<<<<
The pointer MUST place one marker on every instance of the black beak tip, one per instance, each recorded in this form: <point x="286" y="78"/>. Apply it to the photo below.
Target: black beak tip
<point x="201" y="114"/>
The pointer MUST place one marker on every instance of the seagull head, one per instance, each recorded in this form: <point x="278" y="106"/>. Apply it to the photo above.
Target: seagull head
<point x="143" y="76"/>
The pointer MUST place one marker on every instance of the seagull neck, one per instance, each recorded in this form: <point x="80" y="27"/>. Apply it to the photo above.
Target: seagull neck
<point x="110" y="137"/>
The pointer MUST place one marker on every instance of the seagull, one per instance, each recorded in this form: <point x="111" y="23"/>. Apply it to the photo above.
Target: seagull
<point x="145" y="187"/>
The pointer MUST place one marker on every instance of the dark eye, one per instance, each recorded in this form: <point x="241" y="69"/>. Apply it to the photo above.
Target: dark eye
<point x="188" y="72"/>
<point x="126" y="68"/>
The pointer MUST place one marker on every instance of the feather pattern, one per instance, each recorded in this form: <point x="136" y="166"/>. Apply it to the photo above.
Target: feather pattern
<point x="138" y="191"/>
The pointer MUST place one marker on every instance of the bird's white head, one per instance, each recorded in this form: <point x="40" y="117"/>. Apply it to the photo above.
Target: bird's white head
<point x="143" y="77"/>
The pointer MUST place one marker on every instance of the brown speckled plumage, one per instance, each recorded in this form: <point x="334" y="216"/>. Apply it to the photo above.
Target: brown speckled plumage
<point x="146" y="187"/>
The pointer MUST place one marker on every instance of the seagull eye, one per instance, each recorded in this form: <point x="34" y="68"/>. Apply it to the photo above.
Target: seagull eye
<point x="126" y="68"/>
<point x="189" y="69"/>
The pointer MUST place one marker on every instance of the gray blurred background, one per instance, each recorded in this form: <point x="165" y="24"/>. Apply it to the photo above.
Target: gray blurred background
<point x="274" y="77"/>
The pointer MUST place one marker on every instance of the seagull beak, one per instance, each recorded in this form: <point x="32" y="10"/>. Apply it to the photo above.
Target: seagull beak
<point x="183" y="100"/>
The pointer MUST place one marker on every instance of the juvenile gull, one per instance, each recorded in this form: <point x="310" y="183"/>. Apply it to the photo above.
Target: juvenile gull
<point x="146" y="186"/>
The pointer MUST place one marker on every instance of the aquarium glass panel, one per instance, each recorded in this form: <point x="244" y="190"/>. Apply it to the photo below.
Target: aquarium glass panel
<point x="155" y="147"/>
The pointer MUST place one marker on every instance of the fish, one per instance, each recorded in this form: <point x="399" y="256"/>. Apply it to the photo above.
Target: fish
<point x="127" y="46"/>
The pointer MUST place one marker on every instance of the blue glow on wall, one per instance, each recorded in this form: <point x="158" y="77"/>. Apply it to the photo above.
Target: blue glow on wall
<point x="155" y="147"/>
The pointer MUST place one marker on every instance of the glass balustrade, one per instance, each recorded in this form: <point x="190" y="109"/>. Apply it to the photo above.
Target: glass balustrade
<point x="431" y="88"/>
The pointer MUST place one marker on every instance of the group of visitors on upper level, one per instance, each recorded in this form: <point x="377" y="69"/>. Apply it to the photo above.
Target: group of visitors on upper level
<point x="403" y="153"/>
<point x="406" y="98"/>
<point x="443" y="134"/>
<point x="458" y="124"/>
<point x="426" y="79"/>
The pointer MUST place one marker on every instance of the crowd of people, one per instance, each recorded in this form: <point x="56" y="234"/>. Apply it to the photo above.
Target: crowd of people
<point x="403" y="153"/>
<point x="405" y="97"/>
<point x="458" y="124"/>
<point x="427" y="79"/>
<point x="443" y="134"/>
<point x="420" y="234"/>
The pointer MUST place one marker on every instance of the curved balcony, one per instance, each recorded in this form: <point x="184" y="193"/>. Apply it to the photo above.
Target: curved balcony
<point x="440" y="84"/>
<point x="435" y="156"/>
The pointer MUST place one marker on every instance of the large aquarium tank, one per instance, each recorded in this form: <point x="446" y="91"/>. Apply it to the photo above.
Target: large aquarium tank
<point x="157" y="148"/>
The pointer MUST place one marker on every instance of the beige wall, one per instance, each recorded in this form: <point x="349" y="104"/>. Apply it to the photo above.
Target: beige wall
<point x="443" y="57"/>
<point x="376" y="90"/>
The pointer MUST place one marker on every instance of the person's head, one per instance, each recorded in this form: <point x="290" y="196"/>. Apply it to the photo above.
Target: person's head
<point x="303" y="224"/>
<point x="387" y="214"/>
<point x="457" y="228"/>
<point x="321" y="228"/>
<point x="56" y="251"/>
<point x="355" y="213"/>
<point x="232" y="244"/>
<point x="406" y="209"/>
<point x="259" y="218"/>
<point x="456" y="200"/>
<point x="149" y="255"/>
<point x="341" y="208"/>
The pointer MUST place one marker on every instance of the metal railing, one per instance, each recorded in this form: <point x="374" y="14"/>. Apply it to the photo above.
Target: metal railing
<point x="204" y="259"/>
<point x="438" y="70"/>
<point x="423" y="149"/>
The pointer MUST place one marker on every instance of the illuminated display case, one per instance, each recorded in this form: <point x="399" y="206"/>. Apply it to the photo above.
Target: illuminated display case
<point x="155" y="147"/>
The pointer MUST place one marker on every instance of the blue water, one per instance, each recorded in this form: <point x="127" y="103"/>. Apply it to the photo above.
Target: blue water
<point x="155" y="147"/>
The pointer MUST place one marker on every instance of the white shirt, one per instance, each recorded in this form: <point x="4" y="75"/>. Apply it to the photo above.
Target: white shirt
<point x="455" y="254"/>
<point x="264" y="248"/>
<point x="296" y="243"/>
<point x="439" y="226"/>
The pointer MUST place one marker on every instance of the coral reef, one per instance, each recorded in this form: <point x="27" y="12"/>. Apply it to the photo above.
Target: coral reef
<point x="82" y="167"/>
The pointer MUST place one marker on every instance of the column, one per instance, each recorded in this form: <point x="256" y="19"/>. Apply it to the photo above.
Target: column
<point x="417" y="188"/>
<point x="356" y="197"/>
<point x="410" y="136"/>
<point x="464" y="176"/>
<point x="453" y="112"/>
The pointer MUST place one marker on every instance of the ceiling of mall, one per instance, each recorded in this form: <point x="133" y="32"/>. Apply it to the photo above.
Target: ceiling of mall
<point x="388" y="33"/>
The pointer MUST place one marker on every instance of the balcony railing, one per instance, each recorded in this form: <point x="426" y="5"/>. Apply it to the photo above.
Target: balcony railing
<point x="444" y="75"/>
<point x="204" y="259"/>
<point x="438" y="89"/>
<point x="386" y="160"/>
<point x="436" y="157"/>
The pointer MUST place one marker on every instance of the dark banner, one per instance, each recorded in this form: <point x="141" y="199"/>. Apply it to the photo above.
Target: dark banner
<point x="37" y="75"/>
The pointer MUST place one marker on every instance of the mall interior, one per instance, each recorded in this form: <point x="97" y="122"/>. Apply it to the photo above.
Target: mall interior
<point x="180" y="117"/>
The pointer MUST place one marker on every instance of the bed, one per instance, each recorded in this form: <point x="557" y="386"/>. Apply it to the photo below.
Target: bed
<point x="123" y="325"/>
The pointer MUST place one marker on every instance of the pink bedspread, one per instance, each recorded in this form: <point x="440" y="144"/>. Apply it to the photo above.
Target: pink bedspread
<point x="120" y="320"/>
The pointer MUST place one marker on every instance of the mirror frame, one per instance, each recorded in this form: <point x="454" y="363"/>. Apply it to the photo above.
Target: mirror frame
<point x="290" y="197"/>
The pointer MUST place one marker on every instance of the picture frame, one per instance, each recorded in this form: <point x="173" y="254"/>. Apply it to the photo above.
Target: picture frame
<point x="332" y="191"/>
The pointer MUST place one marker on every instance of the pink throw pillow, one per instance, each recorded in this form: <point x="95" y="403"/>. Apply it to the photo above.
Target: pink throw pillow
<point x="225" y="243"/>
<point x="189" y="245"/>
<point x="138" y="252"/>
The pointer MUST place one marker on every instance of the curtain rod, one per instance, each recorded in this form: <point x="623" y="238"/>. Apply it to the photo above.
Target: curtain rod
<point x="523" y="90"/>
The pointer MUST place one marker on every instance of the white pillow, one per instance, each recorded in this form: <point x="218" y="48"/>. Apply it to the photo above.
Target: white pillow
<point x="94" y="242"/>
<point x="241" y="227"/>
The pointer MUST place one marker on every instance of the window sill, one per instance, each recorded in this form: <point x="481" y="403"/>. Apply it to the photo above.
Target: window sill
>>>>
_What is being asked_
Only those lines running from the one containing "of the mirror" through the last line of the data above are to be copied, exactly, with both ends included.

_Full answer_
The pointer MUST place one marker on every instance of the mirror frame, one per instance, each recorded in this form: <point x="454" y="363"/>. Apply it to the photo above.
Target: mirror frame
<point x="290" y="197"/>
The pointer MUST place one marker on every instance of the picture frame, one per instance, each recorded in this form: <point x="173" y="254"/>. Apply it to the photo above.
Target: picture frame
<point x="332" y="191"/>
The pointer MUST place one marker on every instance of the pink throw pillow, one per instance, each recorded in this form: <point x="95" y="403"/>. Apply it to the photo above.
Target: pink throw pillow
<point x="225" y="243"/>
<point x="189" y="245"/>
<point x="138" y="252"/>
The pointer MUST place one marker on every instance of the curtain rod, one per instance, each recorded in this form: <point x="623" y="238"/>. Apply it to the photo above.
Target: curtain rod
<point x="523" y="90"/>
The pointer MUST place one marker on every instance of the white pillow, one per instance, each recorded in this form: <point x="218" y="48"/>. Apply it to the photo above.
Target: white pillow
<point x="94" y="242"/>
<point x="241" y="227"/>
The pointer MUST place one marker on every instance of the window sill, one per instance, each recorded in this form: <point x="481" y="403"/>. Apply it to the photo above.
Target: window sill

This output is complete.